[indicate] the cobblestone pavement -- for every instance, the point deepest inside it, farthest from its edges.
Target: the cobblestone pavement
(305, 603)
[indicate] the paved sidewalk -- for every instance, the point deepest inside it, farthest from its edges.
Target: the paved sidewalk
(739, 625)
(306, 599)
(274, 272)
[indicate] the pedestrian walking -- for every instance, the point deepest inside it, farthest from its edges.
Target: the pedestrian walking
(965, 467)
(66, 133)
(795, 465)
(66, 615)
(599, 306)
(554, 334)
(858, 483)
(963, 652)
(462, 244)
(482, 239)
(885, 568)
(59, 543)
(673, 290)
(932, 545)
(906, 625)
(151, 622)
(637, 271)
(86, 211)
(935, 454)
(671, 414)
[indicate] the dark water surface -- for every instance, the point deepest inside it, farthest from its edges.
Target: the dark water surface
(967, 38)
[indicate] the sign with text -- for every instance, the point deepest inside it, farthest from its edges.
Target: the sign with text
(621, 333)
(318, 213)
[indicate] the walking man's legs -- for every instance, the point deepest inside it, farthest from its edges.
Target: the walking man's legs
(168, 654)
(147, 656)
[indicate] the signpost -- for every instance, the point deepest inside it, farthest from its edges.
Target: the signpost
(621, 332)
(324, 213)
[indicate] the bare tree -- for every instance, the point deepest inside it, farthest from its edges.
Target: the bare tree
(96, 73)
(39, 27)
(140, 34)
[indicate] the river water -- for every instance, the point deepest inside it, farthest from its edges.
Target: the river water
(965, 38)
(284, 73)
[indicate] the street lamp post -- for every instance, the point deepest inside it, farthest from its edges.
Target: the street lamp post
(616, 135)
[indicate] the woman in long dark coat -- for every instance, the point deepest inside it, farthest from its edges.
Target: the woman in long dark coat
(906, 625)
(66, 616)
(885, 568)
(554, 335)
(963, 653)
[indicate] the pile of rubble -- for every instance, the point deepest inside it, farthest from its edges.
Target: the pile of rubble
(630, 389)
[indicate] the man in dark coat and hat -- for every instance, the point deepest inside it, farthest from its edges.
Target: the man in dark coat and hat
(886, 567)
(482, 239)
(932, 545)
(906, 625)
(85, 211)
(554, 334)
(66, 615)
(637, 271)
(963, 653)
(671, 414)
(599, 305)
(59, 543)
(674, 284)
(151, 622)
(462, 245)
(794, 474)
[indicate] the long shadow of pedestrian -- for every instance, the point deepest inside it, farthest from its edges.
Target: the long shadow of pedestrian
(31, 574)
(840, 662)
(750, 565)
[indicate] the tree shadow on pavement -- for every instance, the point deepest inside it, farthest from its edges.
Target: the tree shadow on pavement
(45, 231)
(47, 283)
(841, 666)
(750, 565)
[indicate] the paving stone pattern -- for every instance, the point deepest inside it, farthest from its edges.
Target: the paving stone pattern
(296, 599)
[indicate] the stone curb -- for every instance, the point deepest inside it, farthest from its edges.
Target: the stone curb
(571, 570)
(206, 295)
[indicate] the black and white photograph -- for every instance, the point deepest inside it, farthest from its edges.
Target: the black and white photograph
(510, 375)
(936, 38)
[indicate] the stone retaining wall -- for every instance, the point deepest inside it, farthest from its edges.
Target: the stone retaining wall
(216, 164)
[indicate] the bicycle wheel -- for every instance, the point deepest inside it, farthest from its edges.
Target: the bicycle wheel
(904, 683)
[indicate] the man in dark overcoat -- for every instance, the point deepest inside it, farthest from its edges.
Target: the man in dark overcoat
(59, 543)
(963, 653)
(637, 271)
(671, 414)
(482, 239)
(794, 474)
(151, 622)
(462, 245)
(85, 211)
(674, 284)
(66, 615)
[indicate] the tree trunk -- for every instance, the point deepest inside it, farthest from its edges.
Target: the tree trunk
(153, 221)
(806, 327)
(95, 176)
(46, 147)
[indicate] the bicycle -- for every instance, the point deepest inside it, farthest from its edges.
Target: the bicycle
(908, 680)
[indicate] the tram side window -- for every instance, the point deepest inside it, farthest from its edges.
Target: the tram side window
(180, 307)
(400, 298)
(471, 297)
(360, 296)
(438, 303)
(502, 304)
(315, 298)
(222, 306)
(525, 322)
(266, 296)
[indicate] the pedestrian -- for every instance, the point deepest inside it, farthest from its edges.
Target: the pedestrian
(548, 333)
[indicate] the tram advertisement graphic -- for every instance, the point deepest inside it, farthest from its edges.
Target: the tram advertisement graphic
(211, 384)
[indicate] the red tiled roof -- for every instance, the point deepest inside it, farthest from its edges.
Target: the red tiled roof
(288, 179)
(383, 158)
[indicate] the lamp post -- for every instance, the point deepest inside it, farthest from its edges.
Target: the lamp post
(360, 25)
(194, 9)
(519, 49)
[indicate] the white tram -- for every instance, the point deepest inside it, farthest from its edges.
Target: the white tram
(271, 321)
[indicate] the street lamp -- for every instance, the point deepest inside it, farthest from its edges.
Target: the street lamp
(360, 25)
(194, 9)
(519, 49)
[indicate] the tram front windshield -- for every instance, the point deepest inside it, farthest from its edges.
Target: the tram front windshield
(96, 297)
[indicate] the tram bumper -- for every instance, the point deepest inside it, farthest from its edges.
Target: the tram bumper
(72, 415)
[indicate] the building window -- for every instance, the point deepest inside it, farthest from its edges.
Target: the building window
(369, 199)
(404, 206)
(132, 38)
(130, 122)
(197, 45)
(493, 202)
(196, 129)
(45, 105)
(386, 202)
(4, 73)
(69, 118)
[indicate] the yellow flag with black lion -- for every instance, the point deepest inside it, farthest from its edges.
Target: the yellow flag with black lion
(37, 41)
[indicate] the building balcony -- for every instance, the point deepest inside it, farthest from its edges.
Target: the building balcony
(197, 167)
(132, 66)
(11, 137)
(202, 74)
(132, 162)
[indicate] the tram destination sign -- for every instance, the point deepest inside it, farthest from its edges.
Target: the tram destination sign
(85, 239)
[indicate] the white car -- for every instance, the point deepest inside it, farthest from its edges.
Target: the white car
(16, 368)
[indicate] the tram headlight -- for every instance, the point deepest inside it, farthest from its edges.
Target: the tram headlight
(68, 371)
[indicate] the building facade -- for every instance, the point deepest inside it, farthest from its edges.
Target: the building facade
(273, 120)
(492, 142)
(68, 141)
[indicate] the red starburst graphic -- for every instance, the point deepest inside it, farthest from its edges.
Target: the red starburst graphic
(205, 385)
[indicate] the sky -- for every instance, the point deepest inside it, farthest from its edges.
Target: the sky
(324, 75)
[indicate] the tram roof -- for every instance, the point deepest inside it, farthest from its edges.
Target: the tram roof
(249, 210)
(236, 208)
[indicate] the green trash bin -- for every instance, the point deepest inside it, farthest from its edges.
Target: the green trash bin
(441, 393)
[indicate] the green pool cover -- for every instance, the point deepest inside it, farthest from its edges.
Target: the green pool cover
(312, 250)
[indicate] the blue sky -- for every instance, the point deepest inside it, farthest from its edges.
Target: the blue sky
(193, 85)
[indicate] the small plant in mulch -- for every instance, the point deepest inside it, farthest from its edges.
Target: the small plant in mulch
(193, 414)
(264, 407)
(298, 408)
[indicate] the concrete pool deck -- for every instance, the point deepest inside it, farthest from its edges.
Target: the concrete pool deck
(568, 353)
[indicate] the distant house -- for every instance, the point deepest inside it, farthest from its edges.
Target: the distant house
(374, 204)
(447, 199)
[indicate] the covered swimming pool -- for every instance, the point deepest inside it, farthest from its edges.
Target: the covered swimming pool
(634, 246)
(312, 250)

=-=-=

> [WHAT YOU NEED TO DO]
Output the listing above without altering a single character.

> [THE ANSWER]
[indicate] the cobblestone pavement -- for every instance, the point deepest inside it, farthest from its edges.
Target: the cobblestone pavement
(305, 603)
[indicate] the paved sidewalk -- for every instance, the point deepest inside it, farthest from its edges.
Target: the paved sidewalk
(739, 625)
(306, 599)
(274, 272)
[indicate] the pedestrian walking -- for every instance, the point deepest inside it, farthest from its edges.
Target: the pedestrian walking
(965, 467)
(66, 133)
(795, 465)
(66, 615)
(599, 306)
(554, 334)
(858, 483)
(963, 652)
(462, 244)
(482, 239)
(885, 568)
(59, 543)
(673, 290)
(932, 545)
(906, 625)
(151, 622)
(637, 271)
(86, 211)
(935, 454)
(671, 414)
[indicate] the dark water surface -- for every instance, the point deepest inside it, farthest from its edges.
Target: the dark water surface
(967, 38)
[indicate] the sign with text -- for every instance, the point deepest inside it, farthest from its edges.
Target: the sign with text
(621, 333)
(318, 213)
[indicate] the walking man's legs -- for every instance, the point deepest inside it, farthest from its edges.
Target: the walking man's legs
(168, 654)
(147, 656)
[indicate] the signpost -- for every instance, the point deepest inside it, farthest from its edges.
Target: the signpost
(621, 332)
(324, 213)
[indicate] the bare tree -- for every instance, the point deepest inside it, farthest from its edges.
Target: the bare tree
(96, 73)
(39, 27)
(140, 34)
[indicate] the river water -- for every instance, the point deepest inside it, farthest from its edges.
Target: the river water
(965, 38)
(284, 73)
[indicate] the street lamp post -- for every instance, the point deepest inside it, farthest from its edges.
Target: the street lamp post
(616, 135)
[indicate] the woman in long dark coat -- for every instance, the point deepest inside it, farthest from its edges.
Target: the woman in long dark coat
(906, 625)
(66, 616)
(885, 568)
(554, 335)
(963, 653)
[indicate] the pile of rubble -- for every instance, the point deepest inside it, farthest from its edges.
Target: the pile of rubble
(630, 389)
[indicate] the man in dark coat and hat -- for every instance, the point deepest inside it, farthest from its edges.
Target: the man in dark coat and hat
(886, 567)
(482, 239)
(932, 545)
(906, 625)
(85, 211)
(554, 334)
(66, 615)
(637, 271)
(963, 653)
(671, 414)
(599, 305)
(59, 543)
(674, 284)
(151, 622)
(462, 245)
(794, 474)
[indicate] the long shadow of pedestrian -- for every instance, the point deepest inside it, farthest from its edges.
Target: the long shadow of pedestrian
(31, 574)
(840, 662)
(750, 565)
[indicate] the tree shadow on pavement -- for every instance, the point deepest inside it, farthest from its edges.
Target: the tree shadow on pavement
(45, 231)
(47, 283)
(841, 666)
(750, 565)
[indicate] the paving stone pattern -- for every instance, the point deepest inside it, farthest from its edges.
Target: the paving stone pattern
(296, 599)
[indicate] the stone curb -- for every instance, the point deepest inside it, farthest from its edges.
Target: the stone curb
(571, 570)
(206, 295)
[indicate] the black and white photograph -- for every instance, the point deepest inside it, farthest from its edges.
Target: the black and white photograph
(510, 375)
(936, 38)
[indicate] the stone retaining wall -- for every instance, the point deepest inside it, farthest from its edges.
Target: the stone retaining wall
(216, 164)
[indicate] the bicycle wheel -- for every instance, the point deepest inside it, farthest from its edges.
Target: the bicycle wheel
(904, 683)
[indicate] the man in dark overcoat -- for every instance, the point deepest inside it, farthest from its edges.
Target: the man in dark overcoat
(59, 543)
(963, 653)
(637, 271)
(671, 414)
(482, 239)
(794, 474)
(151, 622)
(462, 245)
(85, 211)
(674, 284)
(66, 615)
[indicate] the tree trunk -- for every instance, the point deepest inside it, farthest from its edges.
Target: the tree trunk
(153, 221)
(806, 327)
(95, 176)
(46, 147)
[indicate] the bicycle -- for every instance, the point deepest inside it, farthest from its edges.
Target: the bicycle
(908, 680)
[indicate] the tram side window -- for every instance, the point deepest inside it, farthest from its edges.
Target: the tram side window
(180, 307)
(400, 298)
(471, 297)
(360, 296)
(438, 303)
(502, 304)
(315, 298)
(222, 306)
(525, 322)
(266, 296)
[indicate] the pedestrian -- for every instance, the point deepest inside it, farthest from its edges.
Target: the pedestrian
(548, 333)
[indicate] the tram advertisement graphic -- for every instance, the point deepest inside it, farthest from its edges.
Target: the tram advertisement graphic
(211, 384)
[indicate] the red tiled roof -- for every instance, the point deepest inside it, farthest from its edges.
Target: the red tiled roof
(288, 179)
(383, 158)
[indicate] the lamp post -- for every instance, the point deepest inside it, farthest from its edges.
Target: the lamp post
(360, 25)
(194, 9)
(519, 49)
[indicate] the white tram -- for every instance, the point deepest inside it, farthest from its edges.
Target: the white tram
(271, 321)
[indicate] the street lamp -- for every instance, the point deepest inside it, farthest from its edges.
Target: the street lamp
(360, 25)
(194, 9)
(519, 49)
[indicate] the tram front windshield -- for every instance, the point deepest inside it, farthest from its edges.
Target: the tram front windshield
(96, 297)
[indicate] the tram bumper -- for every instance, the point deepest inside it, farthest from its edges.
Target: the tram bumper
(72, 415)
[indicate] the building window -- for every instance, the point deepest inside it, farthest from its edges.
Target: the building window
(369, 199)
(404, 206)
(132, 38)
(130, 122)
(197, 45)
(493, 202)
(196, 129)
(45, 105)
(386, 202)
(4, 73)
(69, 118)
[indicate] the yellow flag with black lion -- for every instance, the point deepest inside it, farthest from its edges.
Target: the yellow flag with black lion
(37, 41)
[indicate] the building balcony -- for every instance, the point deepest inside it, farthest from its edges.
Target: the building balcony
(197, 167)
(132, 66)
(11, 137)
(202, 74)
(132, 162)
[indicate] the tram destination sign -- for every instance, the point deepest inside it, farthest from its edges.
Target: the tram destination sign
(85, 239)
[indicate] the white car -- for every instance, the point deepest inside it, farthest from its edges.
Target: the white car
(16, 368)
[indicate] the tram headlight -- for every instance, the point deepest inside it, farthest from its edges.
Target: the tram headlight
(68, 371)
[indicate] the building facade -- for every instance, the point deepest inside it, farthest from its edges.
Target: the building facade
(273, 120)
(492, 142)
(68, 141)
[indicate] the red starburst graphic -- for every instance, the point deepest inside it, farthest from its edges.
Target: the red starburst graphic
(205, 385)
[indicate] the sky -- for every instance, the point deepest inside it, farthest from its edges.
Target: the sky
(324, 75)
[indicate] the tram roof -- for every instance, the point deepest inside it, farthest from its edges.
Target: the tram roof
(249, 210)
(236, 208)
[indicate] the green trash bin -- for every instance, the point deepest inside it, farthest from its edges.
Target: the green trash bin
(441, 393)
[indicate] the green pool cover -- for every instance, the point deepest inside it, farthest from its edges.
Target: the green pool cover
(312, 250)
[indicate] the blue sky -- for every instance, the point deepest inside it, farthest from its edges.
Target: the blue sky
(193, 85)
[indicate] the small plant in mulch -- for every instance, the point deepest inside it, farthest from its edges.
Target: the small plant in mulch
(193, 414)
(264, 407)
(298, 408)
[indicate] the concrete pool deck -- for every instance, the point deepest inside it, farthest from its edges.
Target: the concrete pool deck
(568, 353)
[indicate] the distant house -- for every instance, the point deepest inside it, farthest from its edges.
Target: the distant house
(374, 204)
(447, 199)
[indicate] the covered swimming pool -- for every instance, the point deepest inside it, farthest from its edges.
Target: the covered swimming pool
(634, 246)
(312, 250)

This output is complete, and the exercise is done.